## Data entries
---*---
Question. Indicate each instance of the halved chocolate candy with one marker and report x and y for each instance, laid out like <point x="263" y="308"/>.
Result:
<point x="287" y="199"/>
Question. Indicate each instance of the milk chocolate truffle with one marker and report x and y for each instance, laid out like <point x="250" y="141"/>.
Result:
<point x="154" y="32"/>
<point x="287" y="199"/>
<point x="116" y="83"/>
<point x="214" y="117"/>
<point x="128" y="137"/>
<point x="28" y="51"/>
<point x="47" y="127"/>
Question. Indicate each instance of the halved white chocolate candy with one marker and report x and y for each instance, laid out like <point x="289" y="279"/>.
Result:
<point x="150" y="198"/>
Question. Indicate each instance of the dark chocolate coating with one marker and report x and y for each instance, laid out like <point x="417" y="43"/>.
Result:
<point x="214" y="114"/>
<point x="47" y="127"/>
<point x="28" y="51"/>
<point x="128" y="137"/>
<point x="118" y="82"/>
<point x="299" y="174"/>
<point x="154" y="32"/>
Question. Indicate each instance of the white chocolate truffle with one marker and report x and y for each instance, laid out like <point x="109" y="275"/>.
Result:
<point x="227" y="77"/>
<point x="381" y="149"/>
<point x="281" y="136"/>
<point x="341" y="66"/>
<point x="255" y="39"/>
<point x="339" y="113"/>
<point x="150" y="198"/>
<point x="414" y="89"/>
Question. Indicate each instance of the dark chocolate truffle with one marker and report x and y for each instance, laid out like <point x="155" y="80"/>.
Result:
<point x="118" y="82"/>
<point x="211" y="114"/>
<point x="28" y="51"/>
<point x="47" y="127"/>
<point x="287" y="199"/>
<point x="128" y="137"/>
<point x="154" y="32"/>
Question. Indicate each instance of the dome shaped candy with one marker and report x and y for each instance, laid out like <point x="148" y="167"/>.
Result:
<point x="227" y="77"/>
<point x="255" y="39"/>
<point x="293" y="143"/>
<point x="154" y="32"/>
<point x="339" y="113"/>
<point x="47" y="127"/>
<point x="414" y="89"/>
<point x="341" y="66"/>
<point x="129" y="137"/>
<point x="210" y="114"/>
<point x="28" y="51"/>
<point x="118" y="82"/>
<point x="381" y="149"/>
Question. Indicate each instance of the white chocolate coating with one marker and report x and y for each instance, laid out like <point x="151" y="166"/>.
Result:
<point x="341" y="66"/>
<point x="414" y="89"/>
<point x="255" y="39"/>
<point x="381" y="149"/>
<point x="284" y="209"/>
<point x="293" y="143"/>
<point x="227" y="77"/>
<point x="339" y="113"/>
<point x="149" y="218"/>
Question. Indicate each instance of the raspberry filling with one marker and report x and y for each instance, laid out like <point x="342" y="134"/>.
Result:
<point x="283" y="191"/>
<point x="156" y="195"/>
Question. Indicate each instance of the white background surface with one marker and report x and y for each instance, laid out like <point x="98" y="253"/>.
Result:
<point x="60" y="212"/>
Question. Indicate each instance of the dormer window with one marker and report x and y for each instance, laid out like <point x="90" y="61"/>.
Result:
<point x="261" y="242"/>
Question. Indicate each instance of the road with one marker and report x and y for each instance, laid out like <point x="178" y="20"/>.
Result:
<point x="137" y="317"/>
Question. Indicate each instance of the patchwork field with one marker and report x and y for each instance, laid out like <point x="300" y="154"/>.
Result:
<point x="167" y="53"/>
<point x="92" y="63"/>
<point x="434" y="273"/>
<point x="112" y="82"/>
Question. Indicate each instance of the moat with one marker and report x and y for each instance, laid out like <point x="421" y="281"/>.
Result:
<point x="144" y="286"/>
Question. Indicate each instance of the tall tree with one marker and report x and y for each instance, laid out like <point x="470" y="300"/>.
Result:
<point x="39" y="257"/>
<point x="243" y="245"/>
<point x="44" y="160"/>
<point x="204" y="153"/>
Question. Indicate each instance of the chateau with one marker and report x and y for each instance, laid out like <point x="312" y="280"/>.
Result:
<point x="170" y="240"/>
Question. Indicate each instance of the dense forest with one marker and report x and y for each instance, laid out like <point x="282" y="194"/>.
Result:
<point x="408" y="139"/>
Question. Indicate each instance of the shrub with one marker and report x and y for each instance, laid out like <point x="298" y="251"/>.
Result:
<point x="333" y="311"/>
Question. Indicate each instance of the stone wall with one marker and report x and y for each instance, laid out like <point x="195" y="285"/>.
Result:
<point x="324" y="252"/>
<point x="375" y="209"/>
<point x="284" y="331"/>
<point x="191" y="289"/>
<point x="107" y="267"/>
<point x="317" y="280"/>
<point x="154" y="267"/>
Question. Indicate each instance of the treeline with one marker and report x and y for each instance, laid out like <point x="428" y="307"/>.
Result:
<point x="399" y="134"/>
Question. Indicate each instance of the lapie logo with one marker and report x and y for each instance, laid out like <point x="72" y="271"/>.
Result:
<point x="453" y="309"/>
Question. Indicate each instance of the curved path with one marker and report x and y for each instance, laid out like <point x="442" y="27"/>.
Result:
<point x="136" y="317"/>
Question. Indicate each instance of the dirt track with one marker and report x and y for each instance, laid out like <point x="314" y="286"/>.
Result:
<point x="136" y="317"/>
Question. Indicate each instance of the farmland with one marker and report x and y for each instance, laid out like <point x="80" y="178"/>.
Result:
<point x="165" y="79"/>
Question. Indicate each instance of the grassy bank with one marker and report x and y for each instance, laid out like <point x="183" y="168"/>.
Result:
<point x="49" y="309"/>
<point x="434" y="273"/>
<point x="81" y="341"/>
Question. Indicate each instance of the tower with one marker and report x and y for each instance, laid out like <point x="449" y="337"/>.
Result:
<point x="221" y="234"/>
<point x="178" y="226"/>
---*---
## WHAT IS BEING ASKED
Copy out exactly the lines between the line with "Question. Indicate each instance of the curved" and the last line of the entries, counting both of those lines.

## COMPLETE ANSWER
Question. Indicate each instance of the curved path with one marker and report x and y for each instance, laid out like <point x="442" y="27"/>.
Result:
<point x="136" y="317"/>
Question. Indicate each instance of the dirt track with one marker and report x and y for each instance, laid out like <point x="314" y="286"/>.
Result:
<point x="136" y="317"/>
Question. Indicate each instance of the farmland with one marker and report x and y for each instance, laid out like <point x="80" y="178"/>.
Result:
<point x="165" y="79"/>
Question. Indicate each instance of the grassy bank with one marker and report x and y for each instance, laid out like <point x="183" y="168"/>.
Result:
<point x="49" y="309"/>
<point x="434" y="273"/>
<point x="81" y="341"/>
Question. Indicate each instance of the tower with one marker and report x and y for each instance, laid out like <point x="449" y="337"/>.
Result:
<point x="221" y="234"/>
<point x="178" y="226"/>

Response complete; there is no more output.